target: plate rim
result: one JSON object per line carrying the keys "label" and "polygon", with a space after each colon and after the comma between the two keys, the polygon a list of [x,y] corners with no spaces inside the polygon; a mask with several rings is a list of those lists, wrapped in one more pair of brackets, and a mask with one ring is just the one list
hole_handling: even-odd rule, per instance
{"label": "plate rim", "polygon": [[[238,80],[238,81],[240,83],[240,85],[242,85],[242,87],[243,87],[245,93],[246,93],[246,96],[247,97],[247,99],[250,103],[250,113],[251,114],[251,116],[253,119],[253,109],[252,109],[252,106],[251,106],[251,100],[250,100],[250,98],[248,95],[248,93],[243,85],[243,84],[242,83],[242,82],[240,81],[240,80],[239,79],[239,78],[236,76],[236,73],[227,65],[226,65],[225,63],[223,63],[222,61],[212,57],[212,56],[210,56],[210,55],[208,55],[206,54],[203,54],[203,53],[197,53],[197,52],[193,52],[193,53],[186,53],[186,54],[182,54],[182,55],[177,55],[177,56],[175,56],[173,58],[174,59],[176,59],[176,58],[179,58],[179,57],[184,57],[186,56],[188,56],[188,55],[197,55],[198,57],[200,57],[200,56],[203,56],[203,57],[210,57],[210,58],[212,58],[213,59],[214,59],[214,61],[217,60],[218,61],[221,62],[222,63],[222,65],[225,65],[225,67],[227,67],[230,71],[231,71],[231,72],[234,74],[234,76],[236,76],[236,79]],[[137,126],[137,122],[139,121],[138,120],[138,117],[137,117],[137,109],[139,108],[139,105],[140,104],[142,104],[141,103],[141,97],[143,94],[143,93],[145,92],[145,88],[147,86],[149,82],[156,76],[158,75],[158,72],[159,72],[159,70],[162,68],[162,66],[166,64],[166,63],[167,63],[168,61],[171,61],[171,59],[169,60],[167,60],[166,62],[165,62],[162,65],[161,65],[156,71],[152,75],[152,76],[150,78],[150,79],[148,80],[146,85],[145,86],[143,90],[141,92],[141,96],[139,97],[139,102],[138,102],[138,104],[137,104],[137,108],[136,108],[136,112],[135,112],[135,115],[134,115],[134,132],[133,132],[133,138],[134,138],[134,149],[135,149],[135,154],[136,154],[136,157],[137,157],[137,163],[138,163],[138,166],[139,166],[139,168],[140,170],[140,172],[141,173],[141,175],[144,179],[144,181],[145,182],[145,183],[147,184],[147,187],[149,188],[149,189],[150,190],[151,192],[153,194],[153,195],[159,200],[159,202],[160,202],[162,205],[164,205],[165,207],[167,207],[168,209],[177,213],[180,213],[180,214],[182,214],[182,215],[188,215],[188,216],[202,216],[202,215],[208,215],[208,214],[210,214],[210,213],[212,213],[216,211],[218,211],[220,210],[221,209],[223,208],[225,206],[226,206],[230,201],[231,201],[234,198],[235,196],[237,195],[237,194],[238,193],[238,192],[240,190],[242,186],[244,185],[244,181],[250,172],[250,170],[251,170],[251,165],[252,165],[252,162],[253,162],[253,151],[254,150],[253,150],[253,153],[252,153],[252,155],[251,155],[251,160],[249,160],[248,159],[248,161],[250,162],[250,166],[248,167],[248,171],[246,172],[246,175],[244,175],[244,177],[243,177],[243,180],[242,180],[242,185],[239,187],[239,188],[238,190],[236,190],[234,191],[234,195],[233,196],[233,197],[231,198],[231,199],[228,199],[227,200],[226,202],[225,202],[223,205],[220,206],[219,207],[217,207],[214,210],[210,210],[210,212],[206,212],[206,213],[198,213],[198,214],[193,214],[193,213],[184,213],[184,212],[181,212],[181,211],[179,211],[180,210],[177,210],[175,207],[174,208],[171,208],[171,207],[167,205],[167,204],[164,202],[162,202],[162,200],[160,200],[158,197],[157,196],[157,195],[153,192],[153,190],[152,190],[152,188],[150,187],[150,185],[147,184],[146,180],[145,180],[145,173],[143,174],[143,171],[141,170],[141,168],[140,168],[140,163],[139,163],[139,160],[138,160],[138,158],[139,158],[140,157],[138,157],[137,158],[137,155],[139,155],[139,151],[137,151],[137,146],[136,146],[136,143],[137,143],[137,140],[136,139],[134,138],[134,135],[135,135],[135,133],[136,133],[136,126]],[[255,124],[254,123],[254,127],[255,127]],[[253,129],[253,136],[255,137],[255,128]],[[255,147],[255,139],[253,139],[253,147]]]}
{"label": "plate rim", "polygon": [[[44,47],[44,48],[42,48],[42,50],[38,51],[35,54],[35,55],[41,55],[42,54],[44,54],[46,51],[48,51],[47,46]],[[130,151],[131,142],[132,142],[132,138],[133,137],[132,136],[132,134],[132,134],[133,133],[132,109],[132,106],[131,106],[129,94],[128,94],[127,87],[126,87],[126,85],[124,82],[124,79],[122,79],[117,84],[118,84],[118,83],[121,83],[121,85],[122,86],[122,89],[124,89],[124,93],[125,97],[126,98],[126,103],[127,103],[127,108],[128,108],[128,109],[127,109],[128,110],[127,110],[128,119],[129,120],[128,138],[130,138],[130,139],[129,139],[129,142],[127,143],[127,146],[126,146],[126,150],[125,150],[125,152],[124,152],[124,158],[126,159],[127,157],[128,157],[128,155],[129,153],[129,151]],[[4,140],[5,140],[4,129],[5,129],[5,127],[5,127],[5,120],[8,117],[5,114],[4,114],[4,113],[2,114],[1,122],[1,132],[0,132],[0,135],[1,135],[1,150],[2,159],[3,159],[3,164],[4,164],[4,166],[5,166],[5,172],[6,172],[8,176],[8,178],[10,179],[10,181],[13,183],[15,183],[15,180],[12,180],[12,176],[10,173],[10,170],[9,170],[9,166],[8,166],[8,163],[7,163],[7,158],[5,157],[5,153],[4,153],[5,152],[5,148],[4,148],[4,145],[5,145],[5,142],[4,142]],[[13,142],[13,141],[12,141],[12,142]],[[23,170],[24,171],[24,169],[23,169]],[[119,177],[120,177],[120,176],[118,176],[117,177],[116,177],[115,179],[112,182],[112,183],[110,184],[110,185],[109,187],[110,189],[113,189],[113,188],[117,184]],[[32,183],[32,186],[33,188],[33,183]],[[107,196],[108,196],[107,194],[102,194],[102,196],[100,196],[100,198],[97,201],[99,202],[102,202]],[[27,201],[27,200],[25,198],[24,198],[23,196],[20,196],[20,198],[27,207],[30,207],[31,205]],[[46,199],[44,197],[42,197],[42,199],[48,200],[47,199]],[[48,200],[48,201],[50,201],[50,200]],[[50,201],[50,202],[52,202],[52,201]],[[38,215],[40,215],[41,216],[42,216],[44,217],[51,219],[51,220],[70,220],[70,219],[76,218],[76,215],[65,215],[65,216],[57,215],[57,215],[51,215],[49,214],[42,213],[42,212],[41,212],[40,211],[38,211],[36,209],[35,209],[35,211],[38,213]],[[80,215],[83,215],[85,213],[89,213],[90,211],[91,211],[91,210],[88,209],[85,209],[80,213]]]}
================================
Reproduce every line of the material above verbatim, without altering a single character.

FINISHED TASK:
target: plate rim
result: one JSON object per line carrying the keys "label" and "polygon", with a space after each colon and after the comma between the two keys, the polygon a list of [x,y] corners with no spaces inside the polygon; a mask with several rings is a list of those lists, wrapped in one more pair of brackets, and a mask with one ring is just the one list
hole_handling: even-odd rule, per instance
{"label": "plate rim", "polygon": [[[238,80],[238,81],[240,83],[240,85],[242,85],[242,87],[243,87],[245,93],[246,93],[246,96],[247,97],[247,99],[250,103],[250,113],[251,114],[251,116],[253,119],[253,109],[252,109],[252,106],[251,106],[251,100],[250,100],[250,98],[248,95],[248,93],[243,85],[243,84],[242,83],[242,82],[240,81],[240,80],[239,79],[239,78],[236,76],[236,73],[227,65],[226,65],[225,63],[223,63],[222,61],[212,57],[212,56],[210,56],[210,55],[208,55],[206,54],[203,54],[203,53],[197,53],[197,52],[193,52],[193,53],[186,53],[186,54],[182,54],[182,55],[177,55],[177,56],[175,56],[173,58],[174,59],[176,59],[176,58],[179,58],[179,57],[184,57],[186,56],[188,56],[188,55],[197,55],[198,57],[200,57],[200,56],[203,56],[203,57],[210,57],[210,58],[212,58],[213,59],[214,59],[214,61],[217,60],[218,61],[221,62],[222,63],[222,65],[225,65],[225,67],[227,67],[230,71],[231,71],[231,72],[234,74],[234,76],[236,76],[236,79]],[[137,126],[137,122],[139,121],[138,120],[138,117],[137,117],[137,109],[139,108],[139,105],[140,104],[142,104],[141,103],[141,97],[143,94],[143,93],[145,92],[145,88],[147,86],[149,82],[156,76],[158,75],[158,72],[159,72],[159,70],[162,68],[162,66],[166,64],[166,63],[167,63],[168,61],[171,61],[171,59],[169,60],[167,60],[166,62],[165,62],[162,65],[161,65],[156,71],[152,75],[152,76],[150,78],[150,79],[148,80],[146,85],[145,86],[143,90],[141,92],[141,96],[139,97],[139,102],[138,102],[138,104],[137,104],[137,108],[136,108],[136,112],[135,112],[135,115],[134,115],[134,132],[133,132],[133,138],[134,138],[134,149],[135,149],[135,154],[136,154],[136,157],[137,157],[137,163],[138,163],[138,166],[139,166],[139,168],[140,170],[140,172],[141,173],[141,175],[144,179],[144,181],[145,182],[145,183],[147,184],[147,187],[149,188],[149,189],[150,190],[151,192],[153,194],[153,195],[159,200],[159,202],[160,202],[162,205],[164,205],[165,207],[167,207],[168,209],[177,213],[180,213],[180,214],[182,214],[182,215],[188,215],[188,216],[202,216],[202,215],[208,215],[208,214],[210,214],[210,213],[212,213],[216,211],[218,211],[220,210],[221,209],[223,208],[225,206],[226,206],[230,201],[231,201],[234,198],[235,196],[237,195],[237,194],[238,193],[238,192],[240,190],[242,186],[244,185],[244,181],[250,172],[250,170],[251,170],[251,165],[252,165],[252,162],[253,162],[253,151],[254,150],[253,150],[253,153],[252,153],[252,155],[251,155],[251,160],[249,160],[248,159],[248,161],[250,162],[250,166],[248,167],[248,171],[246,172],[246,175],[244,175],[244,177],[243,177],[243,180],[242,180],[242,185],[239,187],[239,188],[238,190],[236,190],[234,191],[234,195],[233,196],[233,197],[231,198],[231,199],[228,199],[227,200],[226,202],[225,202],[223,205],[220,206],[219,207],[217,207],[214,210],[210,210],[210,212],[206,212],[206,213],[198,213],[198,214],[193,214],[193,213],[184,213],[184,212],[181,212],[181,211],[179,211],[180,210],[177,210],[175,207],[174,208],[171,208],[171,207],[167,205],[167,204],[164,202],[162,202],[162,200],[160,200],[158,197],[157,196],[157,195],[153,192],[153,190],[152,190],[152,188],[150,187],[150,185],[147,184],[146,180],[145,180],[145,173],[143,174],[143,171],[141,170],[141,168],[140,168],[140,163],[139,163],[139,160],[138,160],[138,158],[139,158],[140,157],[138,157],[137,158],[137,155],[139,155],[139,151],[137,151],[137,146],[136,146],[136,143],[137,143],[137,140],[136,139],[134,138],[134,135],[135,135],[135,133],[136,133],[136,126]],[[255,124],[254,123],[254,127],[255,127]],[[253,129],[253,136],[255,137],[255,128]],[[255,147],[255,139],[253,139],[253,147]]]}
{"label": "plate rim", "polygon": [[[44,47],[44,48],[42,48],[42,50],[38,51],[35,54],[35,55],[41,55],[42,54],[44,54],[46,51],[48,51],[47,46]],[[130,151],[131,142],[132,142],[132,138],[133,137],[132,136],[132,134],[132,134],[133,133],[132,109],[132,106],[131,106],[129,94],[128,94],[127,87],[126,87],[126,85],[124,82],[124,79],[122,79],[117,84],[118,84],[118,83],[121,83],[121,85],[122,86],[122,89],[124,89],[124,93],[125,97],[126,98],[126,103],[127,103],[127,108],[128,108],[128,109],[127,109],[128,110],[127,110],[128,119],[129,120],[128,138],[130,138],[130,139],[129,139],[129,142],[127,143],[127,146],[126,146],[126,150],[125,150],[125,152],[124,152],[124,158],[126,159],[127,157],[128,157],[128,155],[129,153],[129,151]],[[4,140],[5,140],[4,129],[5,129],[5,127],[5,127],[5,120],[8,117],[5,114],[4,114],[4,113],[2,114],[1,122],[1,132],[0,132],[0,135],[1,135],[1,150],[2,159],[3,159],[3,164],[4,164],[4,166],[5,166],[5,172],[6,172],[8,176],[8,178],[10,179],[10,181],[13,183],[15,183],[15,180],[12,180],[12,176],[10,173],[10,170],[9,170],[9,166],[8,166],[8,163],[7,163],[7,158],[5,157],[5,153],[4,153],[5,152],[5,148],[4,148],[4,145],[5,145],[5,142],[4,142]],[[13,142],[13,141],[12,141],[12,142]],[[23,170],[24,171],[24,169],[23,169]],[[119,177],[120,177],[120,176],[118,176],[117,177],[116,177],[115,179],[112,182],[112,183],[110,184],[110,185],[109,187],[110,189],[113,189],[113,188],[117,184]],[[32,183],[32,186],[33,188],[33,183]],[[107,196],[108,196],[107,194],[102,194],[102,196],[100,196],[100,198],[97,201],[99,202],[102,202]],[[27,201],[27,200],[25,198],[24,198],[23,196],[20,196],[20,198],[27,207],[30,207],[31,205]],[[46,199],[44,197],[42,197],[42,199],[48,200],[47,199]],[[48,200],[48,201],[50,201],[50,200]],[[50,201],[50,202],[52,202],[52,201]],[[38,215],[40,215],[41,216],[42,216],[44,217],[51,219],[51,220],[70,220],[70,219],[76,218],[76,215],[65,215],[65,216],[57,215],[57,215],[51,215],[49,214],[42,213],[42,212],[41,212],[40,211],[38,211],[36,209],[35,209],[35,211],[38,213]],[[80,215],[83,215],[85,213],[89,213],[90,211],[91,211],[91,210],[88,209],[85,209],[80,213]]]}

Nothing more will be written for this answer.